__SHORT TASK__
Write the material out again exactly.

__RECORDS TO USE__
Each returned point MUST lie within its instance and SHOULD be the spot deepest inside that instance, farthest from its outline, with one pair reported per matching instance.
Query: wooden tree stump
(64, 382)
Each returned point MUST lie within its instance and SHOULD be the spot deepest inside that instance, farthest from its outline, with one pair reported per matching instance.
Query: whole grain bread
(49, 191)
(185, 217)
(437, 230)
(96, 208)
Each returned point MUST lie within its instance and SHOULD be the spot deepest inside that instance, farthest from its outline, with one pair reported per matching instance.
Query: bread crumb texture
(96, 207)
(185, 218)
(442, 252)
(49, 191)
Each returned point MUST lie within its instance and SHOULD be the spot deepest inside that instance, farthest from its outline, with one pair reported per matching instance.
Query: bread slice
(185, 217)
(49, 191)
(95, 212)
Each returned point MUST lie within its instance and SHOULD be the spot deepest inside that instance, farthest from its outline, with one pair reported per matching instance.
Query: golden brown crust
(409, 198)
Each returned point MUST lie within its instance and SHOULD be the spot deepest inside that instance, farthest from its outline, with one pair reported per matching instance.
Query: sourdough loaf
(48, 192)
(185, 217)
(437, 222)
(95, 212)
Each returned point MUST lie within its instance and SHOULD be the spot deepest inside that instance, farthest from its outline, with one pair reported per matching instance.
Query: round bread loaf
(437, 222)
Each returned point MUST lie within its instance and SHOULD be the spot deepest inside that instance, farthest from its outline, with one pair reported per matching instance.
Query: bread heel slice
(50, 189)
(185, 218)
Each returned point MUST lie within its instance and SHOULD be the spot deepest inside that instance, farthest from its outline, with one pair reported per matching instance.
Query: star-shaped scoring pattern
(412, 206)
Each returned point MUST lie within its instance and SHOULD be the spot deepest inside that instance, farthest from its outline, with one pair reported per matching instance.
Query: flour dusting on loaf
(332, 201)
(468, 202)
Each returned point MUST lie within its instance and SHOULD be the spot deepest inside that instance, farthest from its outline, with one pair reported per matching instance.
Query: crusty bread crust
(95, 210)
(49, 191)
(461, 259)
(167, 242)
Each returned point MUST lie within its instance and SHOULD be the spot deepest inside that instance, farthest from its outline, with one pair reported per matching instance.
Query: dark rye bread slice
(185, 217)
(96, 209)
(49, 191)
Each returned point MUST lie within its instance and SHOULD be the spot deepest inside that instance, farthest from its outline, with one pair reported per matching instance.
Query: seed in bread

__ANSWER TO THE PROBLEM__
Each returned point MUST lie within its instance and SHOULD be the spot deepest inside that instance, farthest from its outline, with one pair reported per matching instance.
Query: wooden tree stump
(64, 382)
Each returned point MUST lie within its instance and SHOULD be the spot deepest inside that instance, farthest from its outline, with one pair reported per matching instance.
Query: whole grain bread
(49, 191)
(185, 217)
(437, 230)
(96, 208)
Each returned point MUST lie within its instance and SHOULD be the spot deepest inside that instance, farthest from its outline, with one pair reported per matching instance.
Query: bread crumb texture
(96, 207)
(185, 218)
(442, 252)
(49, 191)
Each returned point MUST lie within its instance and SHOULD be the spot deepest inside that instance, farthest from its outline, with one pair reported per matching instance.
Query: bread slice
(185, 217)
(49, 191)
(95, 212)
Each returned point MUST lie within its instance and SHOULD be the spot deepest inside that instance, farthest from its outline, with one pair reported per matching instance.
Query: golden brown crust
(409, 198)
Each returned point MUST lie within its instance and SHOULD be the spot deepest inside that instance, farthest from its outline, with one pair reported per matching instance.
Query: sourdough loaf
(48, 192)
(185, 217)
(437, 222)
(95, 212)
Each returned point MUST lie within its instance and SHOULD be the spot deepest inside that instance, farthest from its outline, with one pair reported per matching instance.
Query: round bread loaf
(437, 222)
Each returned point MUST lie within its instance and SHOULD be the spot deepest inside that instance, farthest from its outline, with one pair reported per matching instance.
Query: bread heel slice
(50, 189)
(185, 218)
Each returned point MUST lie within its instance and SHOULD be the spot deepest inside that instance, farthest from its outline, with one pair reported per matching instance.
Query: star-shaped scoring pattern
(412, 206)
Each returned point MUST lie within its instance and SHOULD be the spot deepest inside that instance, farthest from its outline, with one pair reported per matching instance.
Query: flour dusting on loaf
(332, 201)
(468, 202)
Each returned point MUST lie within its instance and SHOULD be the spot deepest inside that instance, farthest from its outline, with one pair reported per matching instance.
Query: crusty bread crust
(95, 210)
(49, 191)
(461, 259)
(167, 242)
Each returned point MUST lie within its instance and SHOULD be the spot deepest inside that instance, farthest from its outline, with one pair reported per matching instance.
Query: dark rye bread slice
(185, 217)
(96, 209)
(49, 191)
Each returned point MUST lie within its instance and SHOULD be the spot deepest inside that instance, farthest from its outline, with one pair reported per matching instance.
Query: seed in bread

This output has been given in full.